### WORK ITEM
Return the records below in full. Keep every word exact and skip the images.
▶
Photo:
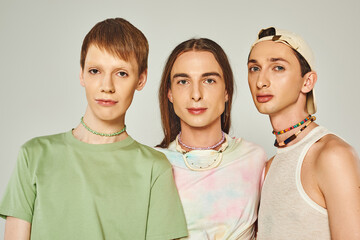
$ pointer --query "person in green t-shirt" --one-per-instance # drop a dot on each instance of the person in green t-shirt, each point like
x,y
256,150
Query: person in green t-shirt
◀
### EXERCISE OUTPUT
Photo:
$ pointer --query "person in green t-shirt" --one-per-instance # drop a dot on each instance of the person in green t-shirt, each point like
x,y
256,150
Query: person in green t-shirt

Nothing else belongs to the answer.